• GOAL 1:
In the SQL question, what kind of join does the writer think could produce the desired results?
• GOAL 2:
Write out the stretch of the SQL question from "Self-Joins, Cross-Joins and" through "further complicates things.", word for word.

• TEXT EXCERPT:
────────────────────────────────────────

Self-Joins, Cross-Joins and Grouping - sql

I've got a table of temperature samples over time from several sources and I want to find the minimum, maximum, and average temperatures across all sources at set time intervals. At first glance this is easily done like so:
SELECT MIN(temp), MAX(temp), AVG(temp) FROM samples GROUP BY time;
However, things become much more complicated (to the point of where I'm stumped!) if sources drop in and out and rather than ignoring the missing sources during the intervals in question I want to use the sources' last know temperatures for the missing samples. Using datetimes and constructing intervals (say every minute) across samples unevenly distributed over time further complicates things.
I think it should be possible to create the results I want by doing a self-join on the samples table where the time from the first table is greater than or equal to the time of the second table and then calculating aggregate values for rows grouped by source. However, I'm stumped about how to actually do this.

────────────────────────────────────────

Some records
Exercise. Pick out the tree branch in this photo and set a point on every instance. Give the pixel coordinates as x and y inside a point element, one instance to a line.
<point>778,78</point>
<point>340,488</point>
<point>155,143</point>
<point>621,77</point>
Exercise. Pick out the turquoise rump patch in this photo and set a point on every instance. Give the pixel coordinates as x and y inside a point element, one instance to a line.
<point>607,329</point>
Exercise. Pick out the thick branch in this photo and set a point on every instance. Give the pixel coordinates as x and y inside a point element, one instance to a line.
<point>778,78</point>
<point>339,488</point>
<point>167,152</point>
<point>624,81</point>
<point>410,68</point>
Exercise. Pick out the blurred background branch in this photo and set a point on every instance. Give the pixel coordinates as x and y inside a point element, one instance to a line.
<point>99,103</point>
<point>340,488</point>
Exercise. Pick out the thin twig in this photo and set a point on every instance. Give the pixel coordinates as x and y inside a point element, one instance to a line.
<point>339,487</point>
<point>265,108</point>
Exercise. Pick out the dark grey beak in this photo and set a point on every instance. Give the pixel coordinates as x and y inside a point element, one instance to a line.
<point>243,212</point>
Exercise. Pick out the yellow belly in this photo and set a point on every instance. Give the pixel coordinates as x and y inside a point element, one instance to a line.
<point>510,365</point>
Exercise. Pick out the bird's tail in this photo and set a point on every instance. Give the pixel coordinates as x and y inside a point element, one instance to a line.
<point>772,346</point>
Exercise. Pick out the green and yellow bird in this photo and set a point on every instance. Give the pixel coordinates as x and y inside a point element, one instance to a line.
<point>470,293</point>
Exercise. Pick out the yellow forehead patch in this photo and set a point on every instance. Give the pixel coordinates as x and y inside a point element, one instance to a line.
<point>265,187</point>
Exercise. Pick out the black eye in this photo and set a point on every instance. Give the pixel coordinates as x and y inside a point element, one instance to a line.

────────────────────────────────────────

• WRITTEN RESPONSE 1:
A self-join on the samples table.

• WRITTEN RESPONSE 2:
Self-Joins, Cross-Joins and Grouping - sql

I've got a table of temperature samples over time from several sources and I want to find the minimum, maximum, and average temperatures across all sources at set time intervals. At first glance this is easily done like so:
SELECT MIN(temp), MAX(temp), AVG(temp) FROM samples GROUP BY time;
However, things become much more complicated (to the point of where I'm stumped!) if sources drop in and out and rather than ignoring the missing sources during the intervals in question I want to use the sources' last know temperatures for the missing samples. Using datetimes and constructing intervals (say every minute) across samples unevenly distributed over time further complicates things.